Return, without any changes, the lines running from the start of the entries through the line that contains "600 230 L 618", including that line.

Entries from a dataset
···
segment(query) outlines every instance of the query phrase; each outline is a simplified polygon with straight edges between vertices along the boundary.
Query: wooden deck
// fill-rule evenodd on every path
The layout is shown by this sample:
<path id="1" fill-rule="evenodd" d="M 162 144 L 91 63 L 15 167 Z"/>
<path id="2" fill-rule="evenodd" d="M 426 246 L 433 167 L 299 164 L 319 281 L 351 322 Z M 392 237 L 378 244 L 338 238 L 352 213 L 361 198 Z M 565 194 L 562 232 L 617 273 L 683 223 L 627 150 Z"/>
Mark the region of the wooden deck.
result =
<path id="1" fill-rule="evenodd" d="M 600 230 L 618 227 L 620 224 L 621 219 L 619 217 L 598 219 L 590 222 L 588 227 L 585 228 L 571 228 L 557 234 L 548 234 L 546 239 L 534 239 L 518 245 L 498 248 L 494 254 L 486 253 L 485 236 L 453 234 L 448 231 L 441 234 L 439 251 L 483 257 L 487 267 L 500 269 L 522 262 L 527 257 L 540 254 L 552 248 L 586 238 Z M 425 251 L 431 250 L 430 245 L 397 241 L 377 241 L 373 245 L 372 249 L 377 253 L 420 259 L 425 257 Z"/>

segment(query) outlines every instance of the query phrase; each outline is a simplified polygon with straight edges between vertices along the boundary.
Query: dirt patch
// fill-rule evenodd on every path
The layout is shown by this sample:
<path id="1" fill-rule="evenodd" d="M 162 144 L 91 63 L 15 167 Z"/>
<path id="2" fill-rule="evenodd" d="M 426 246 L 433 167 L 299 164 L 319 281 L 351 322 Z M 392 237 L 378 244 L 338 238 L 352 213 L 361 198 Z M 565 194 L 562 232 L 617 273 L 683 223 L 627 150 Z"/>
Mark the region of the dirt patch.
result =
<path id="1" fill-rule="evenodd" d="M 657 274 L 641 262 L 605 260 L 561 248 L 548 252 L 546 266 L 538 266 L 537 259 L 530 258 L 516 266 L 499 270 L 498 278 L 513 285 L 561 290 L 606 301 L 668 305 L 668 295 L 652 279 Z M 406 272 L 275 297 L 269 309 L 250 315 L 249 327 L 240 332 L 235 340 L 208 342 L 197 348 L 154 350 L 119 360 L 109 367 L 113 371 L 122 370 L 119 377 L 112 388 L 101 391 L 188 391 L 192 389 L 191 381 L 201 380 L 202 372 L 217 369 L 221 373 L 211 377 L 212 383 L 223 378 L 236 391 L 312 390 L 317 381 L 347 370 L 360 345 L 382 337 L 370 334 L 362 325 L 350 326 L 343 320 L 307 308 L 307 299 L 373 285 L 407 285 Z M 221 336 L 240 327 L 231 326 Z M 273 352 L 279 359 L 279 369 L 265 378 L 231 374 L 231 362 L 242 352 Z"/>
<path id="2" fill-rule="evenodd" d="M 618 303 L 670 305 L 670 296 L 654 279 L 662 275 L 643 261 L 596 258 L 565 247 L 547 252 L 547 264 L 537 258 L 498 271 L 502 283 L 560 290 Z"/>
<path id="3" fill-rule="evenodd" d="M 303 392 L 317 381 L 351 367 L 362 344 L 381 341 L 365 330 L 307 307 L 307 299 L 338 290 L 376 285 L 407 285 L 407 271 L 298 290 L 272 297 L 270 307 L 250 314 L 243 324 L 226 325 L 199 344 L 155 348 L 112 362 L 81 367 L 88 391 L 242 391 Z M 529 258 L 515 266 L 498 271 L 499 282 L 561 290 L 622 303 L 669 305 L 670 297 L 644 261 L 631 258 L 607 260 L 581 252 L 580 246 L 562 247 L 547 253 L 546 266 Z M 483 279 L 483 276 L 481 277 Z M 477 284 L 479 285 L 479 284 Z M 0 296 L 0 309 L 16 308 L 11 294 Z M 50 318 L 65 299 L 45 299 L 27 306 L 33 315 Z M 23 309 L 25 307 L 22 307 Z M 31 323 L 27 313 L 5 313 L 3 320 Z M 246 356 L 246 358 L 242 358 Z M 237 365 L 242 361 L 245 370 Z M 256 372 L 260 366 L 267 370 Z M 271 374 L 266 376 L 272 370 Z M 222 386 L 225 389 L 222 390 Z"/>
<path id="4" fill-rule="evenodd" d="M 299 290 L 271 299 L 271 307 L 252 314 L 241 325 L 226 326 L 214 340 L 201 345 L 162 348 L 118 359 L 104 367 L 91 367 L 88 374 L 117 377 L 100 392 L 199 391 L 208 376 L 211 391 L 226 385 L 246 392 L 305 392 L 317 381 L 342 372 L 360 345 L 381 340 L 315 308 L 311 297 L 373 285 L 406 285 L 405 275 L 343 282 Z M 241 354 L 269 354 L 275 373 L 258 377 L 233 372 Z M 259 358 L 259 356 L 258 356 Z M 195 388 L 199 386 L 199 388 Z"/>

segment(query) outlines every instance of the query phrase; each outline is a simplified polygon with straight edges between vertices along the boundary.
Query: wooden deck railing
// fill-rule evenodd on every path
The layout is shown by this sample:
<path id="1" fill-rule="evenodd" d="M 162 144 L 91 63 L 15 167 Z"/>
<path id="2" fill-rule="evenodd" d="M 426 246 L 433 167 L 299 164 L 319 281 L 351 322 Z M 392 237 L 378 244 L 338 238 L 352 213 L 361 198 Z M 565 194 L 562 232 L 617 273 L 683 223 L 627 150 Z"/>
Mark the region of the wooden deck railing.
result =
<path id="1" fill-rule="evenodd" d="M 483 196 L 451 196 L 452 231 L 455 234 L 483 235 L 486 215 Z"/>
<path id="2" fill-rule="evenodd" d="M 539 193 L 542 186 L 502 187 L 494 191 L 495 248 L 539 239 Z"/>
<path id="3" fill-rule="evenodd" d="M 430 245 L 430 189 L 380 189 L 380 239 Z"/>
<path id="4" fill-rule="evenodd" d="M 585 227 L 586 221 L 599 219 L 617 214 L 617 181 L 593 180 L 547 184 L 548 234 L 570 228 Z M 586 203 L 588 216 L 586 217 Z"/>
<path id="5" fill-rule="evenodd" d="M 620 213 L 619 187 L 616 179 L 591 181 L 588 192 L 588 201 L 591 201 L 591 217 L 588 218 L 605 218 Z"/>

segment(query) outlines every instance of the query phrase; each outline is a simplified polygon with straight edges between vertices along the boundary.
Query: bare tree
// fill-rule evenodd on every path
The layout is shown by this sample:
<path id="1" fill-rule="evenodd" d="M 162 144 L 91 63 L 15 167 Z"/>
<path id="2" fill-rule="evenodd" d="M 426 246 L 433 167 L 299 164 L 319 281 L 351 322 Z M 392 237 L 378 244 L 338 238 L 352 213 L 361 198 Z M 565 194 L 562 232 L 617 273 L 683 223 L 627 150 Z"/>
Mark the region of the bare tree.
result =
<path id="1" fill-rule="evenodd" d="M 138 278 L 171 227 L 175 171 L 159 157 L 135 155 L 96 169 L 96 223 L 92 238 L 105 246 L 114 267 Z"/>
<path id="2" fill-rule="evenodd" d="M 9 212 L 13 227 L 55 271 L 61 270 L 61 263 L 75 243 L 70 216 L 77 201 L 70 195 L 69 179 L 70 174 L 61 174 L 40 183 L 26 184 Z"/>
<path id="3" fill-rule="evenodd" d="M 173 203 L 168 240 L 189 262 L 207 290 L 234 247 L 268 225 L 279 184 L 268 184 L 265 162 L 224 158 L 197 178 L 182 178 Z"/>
···
▶ The reply
segment(query) outlines every instance of the query phrase; each outline is a simplified polygon with straight edges between vertices along the boundary.
Query: wooden deck
// fill-rule evenodd on every path
The layout is shown by this sample:
<path id="1" fill-rule="evenodd" d="M 162 144 L 91 63 L 15 167 Z"/>
<path id="2" fill-rule="evenodd" d="M 426 246 L 433 167 L 299 164 L 319 281 L 351 322 Z M 392 237 L 378 244 L 338 238 L 352 213 L 361 198 Z M 565 194 L 562 232 L 617 273 L 683 223 L 627 150 Z"/>
Mark the region of the wooden deck.
result =
<path id="1" fill-rule="evenodd" d="M 600 230 L 618 227 L 620 224 L 621 219 L 619 217 L 598 219 L 590 222 L 588 227 L 585 228 L 571 228 L 557 234 L 548 234 L 546 239 L 534 239 L 518 245 L 498 248 L 494 254 L 486 253 L 485 236 L 453 234 L 448 231 L 441 234 L 439 251 L 483 257 L 487 267 L 500 269 L 522 262 L 527 257 L 540 254 L 552 248 L 586 238 Z M 425 251 L 431 250 L 430 245 L 397 241 L 377 241 L 373 245 L 372 249 L 377 253 L 420 259 L 425 257 Z"/>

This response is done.